start EXTRACTED INFORMATION

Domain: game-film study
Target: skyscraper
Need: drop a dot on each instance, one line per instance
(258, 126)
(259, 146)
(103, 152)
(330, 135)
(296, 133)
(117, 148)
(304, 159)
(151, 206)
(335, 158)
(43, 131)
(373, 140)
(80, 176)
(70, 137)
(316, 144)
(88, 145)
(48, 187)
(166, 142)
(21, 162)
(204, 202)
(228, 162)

end EXTRACTED INFORMATION

TASK TO CARRY OUT –
Can you turn the lines above into a numbered list, leaving out any blank ones?

WORKED ANSWER –
1. Domain: game-film study
2. Target: skyscraper
3. Need: drop a dot on each instance, one line per instance
4. (258, 126)
5. (259, 146)
6. (103, 152)
7. (330, 135)
8. (296, 133)
9. (117, 148)
10. (304, 159)
11. (151, 206)
12. (335, 158)
13. (43, 131)
14. (373, 140)
15. (80, 176)
16. (70, 137)
17. (316, 144)
18. (88, 145)
19. (48, 187)
20. (166, 142)
21. (21, 162)
22. (204, 202)
23. (228, 162)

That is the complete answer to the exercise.